--- start of LISTING ---

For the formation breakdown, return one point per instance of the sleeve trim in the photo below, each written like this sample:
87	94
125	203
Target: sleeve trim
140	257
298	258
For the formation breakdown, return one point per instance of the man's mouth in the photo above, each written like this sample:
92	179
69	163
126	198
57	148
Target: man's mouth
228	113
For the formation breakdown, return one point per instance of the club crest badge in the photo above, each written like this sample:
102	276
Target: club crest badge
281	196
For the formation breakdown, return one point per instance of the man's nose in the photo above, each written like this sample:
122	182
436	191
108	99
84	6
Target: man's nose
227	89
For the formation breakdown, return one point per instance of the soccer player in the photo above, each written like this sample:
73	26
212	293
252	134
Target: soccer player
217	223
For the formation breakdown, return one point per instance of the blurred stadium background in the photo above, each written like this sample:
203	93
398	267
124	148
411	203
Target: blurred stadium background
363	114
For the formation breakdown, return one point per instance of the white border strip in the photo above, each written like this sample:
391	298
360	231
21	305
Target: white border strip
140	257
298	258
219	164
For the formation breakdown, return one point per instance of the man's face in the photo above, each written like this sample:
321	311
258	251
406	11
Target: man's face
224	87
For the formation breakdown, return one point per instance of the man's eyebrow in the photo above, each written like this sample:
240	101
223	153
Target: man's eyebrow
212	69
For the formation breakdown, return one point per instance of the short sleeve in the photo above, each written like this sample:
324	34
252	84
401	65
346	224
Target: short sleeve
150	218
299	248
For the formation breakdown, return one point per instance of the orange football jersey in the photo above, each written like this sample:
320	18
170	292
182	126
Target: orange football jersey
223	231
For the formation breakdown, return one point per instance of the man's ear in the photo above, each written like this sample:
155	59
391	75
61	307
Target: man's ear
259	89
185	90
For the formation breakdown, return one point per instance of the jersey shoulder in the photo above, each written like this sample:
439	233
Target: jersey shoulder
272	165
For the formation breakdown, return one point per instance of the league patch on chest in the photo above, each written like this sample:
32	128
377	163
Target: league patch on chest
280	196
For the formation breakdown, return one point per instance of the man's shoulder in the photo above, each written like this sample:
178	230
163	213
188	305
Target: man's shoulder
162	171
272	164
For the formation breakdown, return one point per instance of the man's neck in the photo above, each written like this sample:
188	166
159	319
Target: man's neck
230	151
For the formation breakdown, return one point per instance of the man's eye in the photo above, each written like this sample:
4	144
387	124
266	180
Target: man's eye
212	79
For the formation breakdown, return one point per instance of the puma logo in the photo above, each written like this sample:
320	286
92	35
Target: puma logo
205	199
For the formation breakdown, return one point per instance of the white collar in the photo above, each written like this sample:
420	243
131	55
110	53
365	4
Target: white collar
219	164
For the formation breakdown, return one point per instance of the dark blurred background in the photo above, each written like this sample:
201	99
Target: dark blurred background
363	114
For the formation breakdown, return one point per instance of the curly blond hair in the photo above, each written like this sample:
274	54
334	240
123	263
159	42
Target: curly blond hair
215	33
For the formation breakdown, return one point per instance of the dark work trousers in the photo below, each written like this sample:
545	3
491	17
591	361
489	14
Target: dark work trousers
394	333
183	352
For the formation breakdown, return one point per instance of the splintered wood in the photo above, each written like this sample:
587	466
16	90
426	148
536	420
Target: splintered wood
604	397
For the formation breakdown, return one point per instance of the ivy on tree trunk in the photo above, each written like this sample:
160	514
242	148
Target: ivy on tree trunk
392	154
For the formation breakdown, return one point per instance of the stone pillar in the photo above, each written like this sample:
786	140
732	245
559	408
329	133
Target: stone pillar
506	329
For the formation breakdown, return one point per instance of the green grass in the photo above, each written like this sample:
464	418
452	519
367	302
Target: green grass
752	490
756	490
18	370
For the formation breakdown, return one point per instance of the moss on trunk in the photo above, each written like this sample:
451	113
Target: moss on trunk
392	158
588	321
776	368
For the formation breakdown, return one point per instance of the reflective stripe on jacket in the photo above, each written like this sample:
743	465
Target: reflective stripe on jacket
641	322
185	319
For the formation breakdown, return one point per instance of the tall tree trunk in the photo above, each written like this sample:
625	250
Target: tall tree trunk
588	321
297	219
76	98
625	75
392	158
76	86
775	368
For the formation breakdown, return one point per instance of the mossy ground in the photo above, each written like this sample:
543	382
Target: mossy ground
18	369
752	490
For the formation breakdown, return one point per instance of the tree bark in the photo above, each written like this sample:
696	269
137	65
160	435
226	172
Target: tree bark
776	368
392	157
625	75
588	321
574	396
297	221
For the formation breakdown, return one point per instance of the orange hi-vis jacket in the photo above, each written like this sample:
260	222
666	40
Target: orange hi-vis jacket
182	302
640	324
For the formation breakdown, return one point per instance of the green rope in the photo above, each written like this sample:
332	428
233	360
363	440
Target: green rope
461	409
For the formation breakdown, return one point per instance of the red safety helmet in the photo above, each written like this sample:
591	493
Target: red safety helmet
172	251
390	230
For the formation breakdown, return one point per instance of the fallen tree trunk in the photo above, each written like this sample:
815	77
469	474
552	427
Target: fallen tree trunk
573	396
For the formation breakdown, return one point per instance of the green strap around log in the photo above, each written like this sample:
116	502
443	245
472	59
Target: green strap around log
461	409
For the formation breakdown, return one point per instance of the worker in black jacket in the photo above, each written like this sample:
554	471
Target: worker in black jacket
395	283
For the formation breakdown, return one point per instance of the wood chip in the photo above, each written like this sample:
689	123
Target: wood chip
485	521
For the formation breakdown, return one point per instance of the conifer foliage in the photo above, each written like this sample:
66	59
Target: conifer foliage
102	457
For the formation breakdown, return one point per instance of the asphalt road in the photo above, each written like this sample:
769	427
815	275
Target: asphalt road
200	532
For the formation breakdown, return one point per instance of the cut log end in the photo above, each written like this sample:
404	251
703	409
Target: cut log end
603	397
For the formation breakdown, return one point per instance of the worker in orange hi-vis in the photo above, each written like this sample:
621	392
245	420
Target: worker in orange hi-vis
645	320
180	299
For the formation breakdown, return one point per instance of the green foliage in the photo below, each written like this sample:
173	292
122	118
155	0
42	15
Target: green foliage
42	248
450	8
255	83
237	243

--- end of LISTING ---

JOB: Return every line of the material above unchanged, from the first line to the last.

THE REPLY:
For the formation breakdown, return one point per instance of the sleeve trim in the photo below, each written like this sample:
87	94
125	203
Target: sleeve trim
140	257
298	258
For the formation breakdown, return one point per instance of the man's mouth in the photo above, each written like this sample:
92	179
69	163
126	198
57	148
Target: man's mouth
228	113
For the formation breakdown, return one point per instance of the club crest badge in the photo above, each written like this sample:
102	276
Target: club crest badge
281	196
For the formation breakdown, return one point per instance of the man's nose in the photo above, each written like this sample:
122	182
436	191
108	99
84	6
Target: man's nose
227	89
For the formation breakdown, return one point per instance of the soccer player in the photo above, each written like this sample:
73	26
212	293
252	134
Target: soccer player
217	223
For the formation breakdown, return one point per instance of the blurred stadium background in the photo above, each written like this sample:
203	93
398	267
124	148
411	203
Target: blurred stadium background
363	114
For the formation breakdown, return one point per instance of the white border strip in the photo above, each written like this sample:
391	298
360	231
21	305
Target: white border strip
140	257
298	258
219	164
For the formation breakdown, return one point per instance of the man's face in the photo above, each written like this sample:
321	311
258	251
406	11
Target: man's face
224	87
For the formation breakdown, return one point per instance of the man's eyebrow in the photo above, each written like this sample:
240	101
223	153
Target: man's eyebrow
212	69
For the formation breakdown, return one point per instance of the short sleeve in the photo above, each written like this sample:
324	34
252	84
401	65
346	224
Target: short sleeve
150	218
299	248
For the formation breakdown, return one point per instance of the orange football jersey in the photo above, each written like this sample:
320	18
170	292
182	126
Target: orange football jersey
223	231
For the formation breakdown, return one point per instance of the man's ear in the photo above, each written like this sample:
155	59
391	75
61	307
Target: man's ear
259	89
185	90
For the formation breakdown, return one point per instance of the jersey shoulder in the photo above, each written like this sample:
439	233
Target: jersey shoulder
272	165
For the formation breakdown, return one point per instance of the league patch on chest in the photo above, each written like this sample:
32	128
377	163
Target: league patch on chest
280	196
For the formation breakdown, return one point per instance of the man's shoulder in the photo above, each written like this sample:
178	230
163	213
188	305
Target: man's shoulder
162	171
272	164
For the formation breakdown, return one point per instance of the man's neck in the photo above, each written like this sample:
188	166
159	319
Target: man's neck
230	151
For the formation breakdown, return one point per instance of the man's eye in the photo above, each written like this sample:
4	144
387	124
266	180
Target: man's eye
212	79
For the formation breakdown, return one point per instance of the puma logo in the photo above, each written like this sample:
320	286
92	35
Target: puma logo
205	199
For the formation breakdown, return one point per instance of the white collar in the photo above, each written like this sample:
420	243
131	55
110	53
365	4
Target: white collar
219	164
For the formation breakdown, return one point per instance of the dark blurred background in the photo above, each written like this sample:
201	99
Target: dark blurred background
363	114
For the formation breakdown, return one point per instance of the curly blond hair in the photo above, each written like this sample:
274	54
334	240
123	263
159	42
Target: curly blond hair
215	33
For the formation breakdown, return one point per instance of the dark work trousers in the photo below, each written like this sample:
545	3
491	17
591	361
489	14
Target: dark work trousers
394	333
183	352
For the formation breakdown, return one point per instance of the splintered wood in the photo above, each written like this sample:
587	466
16	90
426	148
536	420
Target: splintered wood
604	397
For the formation breakdown, return one point per instance of the ivy on tree trunk in the photo above, each written like this sample:
160	514
242	148
Target: ivy on tree trunk
392	154
For the formation breakdown, return one point per instance of the stone pillar in the photo above, each written like this sample:
786	140
732	245
559	408
329	133
Target: stone pillar
506	329
For the formation breakdown, return one point per instance of the green grass in the photo above, each written like this sample:
464	418
452	519
367	302
Target: green grass
752	490
756	490
18	370
For the formation breakdown, return one point per instance of the moss on trunk in the photo above, each written like this sample:
451	113
Target: moss on trunk
392	158
588	321
776	368
For the formation breakdown, return one point per instance of the reflective stripe on jacket in the photo above, each written like this sample:
743	465
Target: reflective stripe on jacket
641	322
185	319
For the formation breakdown, return one point per instance of the tall tree trunk in the photo above, each written like this sample:
625	250
Target: tall tree trunk
588	321
297	219
76	98
625	75
392	158
76	86
775	368
For the formation breakdown, return one point per instance of the mossy ground in the photo above, each written like this sample:
543	382
Target: mossy ground
18	369
752	490
For the formation breakdown, return one point per instance of the tree bark in the photo above, each written like this sample:
696	269
137	65
160	435
226	172
Target: tree bark
776	368
392	157
625	75
588	321
574	396
297	221
For the formation breakdown, return one point per instance of the orange hi-vis jacket in the photo above, each written like this sample:
260	222
666	40
Target: orange hi-vis jacket
182	302
640	324
For the formation breakdown, return one point per instance of the green rope in the photo above, each written like this sample:
332	428
233	360
363	440
Target: green rope
461	409
For the formation breakdown, return one point per instance of the red safety helmet in the photo above, each written like this sample:
591	493
Target: red safety helmet
172	251
390	230
For the formation breakdown, return one point per instance of the fallen tree trunk in the photo above, each written like this sample:
815	77
469	474
552	427
Target: fallen tree trunk
573	396
For the formation breakdown, return one point per instance of the green strap around log in the photo above, each written like this sample:
116	502
443	245
472	59
Target: green strap around log
461	409
For the formation breakdown, return one point per instance of the worker in black jacket in the photo above, each written like this sample:
554	471
Target: worker in black jacket
395	283
For the formation breakdown, return one point per instance of the wood chip in the photo above, each written like this sample:
689	123
Target: wood chip
485	521
For the formation breakdown, return one point per instance of the conifer foliage in the photo above, each written like this sample:
66	59
Target: conifer foliage
102	457
For the formation breakdown, return one point per instance of the asphalt road in the photo above, each written like this sample:
769	427
815	275
Target: asphalt road
200	532
For the formation breakdown, return one point per instance of the cut log end in the photo above, each written like this sample:
404	251
703	409
Target: cut log end
603	397
For the formation breakdown, return one point per instance of the worker in orange hi-vis in the photo above, each written like this sample:
621	392
245	420
Target: worker in orange hi-vis
645	320
180	299
For the formation breakdown, return one point per instance of the green foliage in the photo below, each written like this sample:
173	292
122	118
155	0
42	15
Target: green foliage
42	248
450	8
255	83
237	243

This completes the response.